### AIM OF THE EXERCISE:
Render the lines from the first one in the source records through the one containing "[344,293,472,526]", both included, as a Markdown table with the columns Row and Text. Skip blank lines, and leave the pictures out of your answer.

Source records
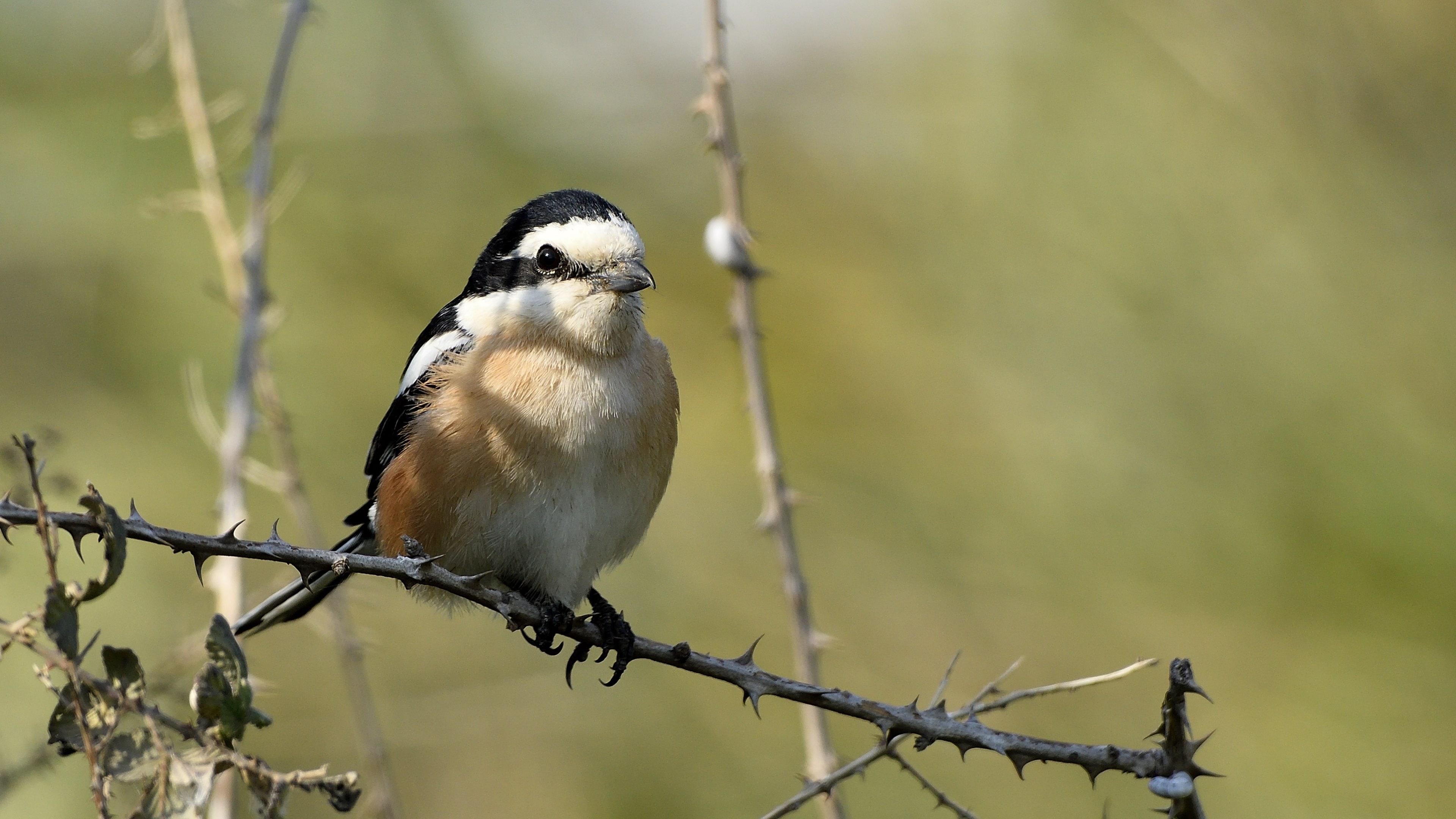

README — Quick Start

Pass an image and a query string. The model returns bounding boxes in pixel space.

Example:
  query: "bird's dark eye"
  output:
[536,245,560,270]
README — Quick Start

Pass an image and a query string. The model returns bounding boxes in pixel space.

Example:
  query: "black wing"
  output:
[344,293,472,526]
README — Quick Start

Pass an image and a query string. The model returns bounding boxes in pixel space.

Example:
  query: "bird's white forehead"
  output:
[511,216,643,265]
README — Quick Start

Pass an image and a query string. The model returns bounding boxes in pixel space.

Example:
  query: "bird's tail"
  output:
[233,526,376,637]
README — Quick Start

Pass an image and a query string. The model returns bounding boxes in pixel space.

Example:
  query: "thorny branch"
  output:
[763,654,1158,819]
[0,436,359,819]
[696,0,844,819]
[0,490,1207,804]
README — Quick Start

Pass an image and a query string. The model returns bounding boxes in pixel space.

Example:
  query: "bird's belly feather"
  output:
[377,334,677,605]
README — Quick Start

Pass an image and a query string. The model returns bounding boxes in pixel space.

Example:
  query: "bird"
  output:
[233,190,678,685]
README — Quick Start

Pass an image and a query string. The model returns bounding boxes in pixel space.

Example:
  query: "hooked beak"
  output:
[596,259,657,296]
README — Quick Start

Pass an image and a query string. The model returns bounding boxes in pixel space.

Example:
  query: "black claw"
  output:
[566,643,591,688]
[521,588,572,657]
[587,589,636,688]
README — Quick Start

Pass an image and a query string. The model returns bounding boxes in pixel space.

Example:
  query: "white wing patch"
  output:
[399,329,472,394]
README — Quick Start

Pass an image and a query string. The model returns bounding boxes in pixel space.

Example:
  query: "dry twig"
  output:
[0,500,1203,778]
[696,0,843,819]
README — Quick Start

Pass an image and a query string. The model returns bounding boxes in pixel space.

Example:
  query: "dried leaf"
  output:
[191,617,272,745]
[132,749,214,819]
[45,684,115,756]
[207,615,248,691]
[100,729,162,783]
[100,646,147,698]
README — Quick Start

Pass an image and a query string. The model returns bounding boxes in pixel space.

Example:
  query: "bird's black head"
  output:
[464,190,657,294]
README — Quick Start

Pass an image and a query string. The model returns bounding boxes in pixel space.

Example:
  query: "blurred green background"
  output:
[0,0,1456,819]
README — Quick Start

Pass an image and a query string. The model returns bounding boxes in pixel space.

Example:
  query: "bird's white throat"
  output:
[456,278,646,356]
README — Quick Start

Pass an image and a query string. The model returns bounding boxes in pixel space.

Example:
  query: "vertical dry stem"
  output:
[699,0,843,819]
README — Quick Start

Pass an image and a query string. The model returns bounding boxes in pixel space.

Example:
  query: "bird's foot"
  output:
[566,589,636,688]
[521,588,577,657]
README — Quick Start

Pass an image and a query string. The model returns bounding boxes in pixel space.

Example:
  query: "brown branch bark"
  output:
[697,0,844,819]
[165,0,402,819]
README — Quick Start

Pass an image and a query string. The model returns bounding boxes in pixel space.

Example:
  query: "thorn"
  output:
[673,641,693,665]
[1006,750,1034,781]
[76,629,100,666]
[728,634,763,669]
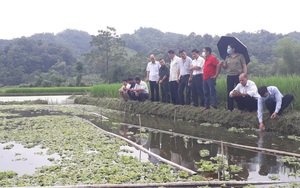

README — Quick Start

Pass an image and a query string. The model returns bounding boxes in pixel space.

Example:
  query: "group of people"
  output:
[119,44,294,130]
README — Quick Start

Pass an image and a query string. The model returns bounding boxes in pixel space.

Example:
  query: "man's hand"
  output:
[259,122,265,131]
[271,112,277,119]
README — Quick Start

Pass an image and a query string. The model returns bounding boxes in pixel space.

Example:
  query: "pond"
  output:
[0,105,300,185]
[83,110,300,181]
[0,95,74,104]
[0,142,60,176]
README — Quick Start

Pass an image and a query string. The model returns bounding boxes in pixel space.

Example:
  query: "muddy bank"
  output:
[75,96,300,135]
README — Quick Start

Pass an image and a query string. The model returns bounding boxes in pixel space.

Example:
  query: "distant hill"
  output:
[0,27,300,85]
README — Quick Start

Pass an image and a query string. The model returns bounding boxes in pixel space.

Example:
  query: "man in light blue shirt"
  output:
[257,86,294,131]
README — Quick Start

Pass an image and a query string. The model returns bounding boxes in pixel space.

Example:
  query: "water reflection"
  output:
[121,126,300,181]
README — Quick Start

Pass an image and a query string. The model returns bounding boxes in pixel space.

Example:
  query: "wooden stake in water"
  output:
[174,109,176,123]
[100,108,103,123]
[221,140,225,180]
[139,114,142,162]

### EXERCISE ANSWER:
| Row | Text |
|---|---|
| 1 | README — Quick Start |
| 2 | Pass an image and a query string. The model returns bounding boxes in pixel space. |
| 3 | Example: |
| 4 |   query: "bird's dark eye" |
| 5 |   output: |
| 6 | [536,245,560,270] |
| 7 | README — Quick Start |
| 8 | Pass an image and a query string. The model returns bounding boxes in pixel space. |
| 9 | Example: |
| 10 |   query: "black wing" |
| 11 |   output: |
| 12 | [344,293,472,526] |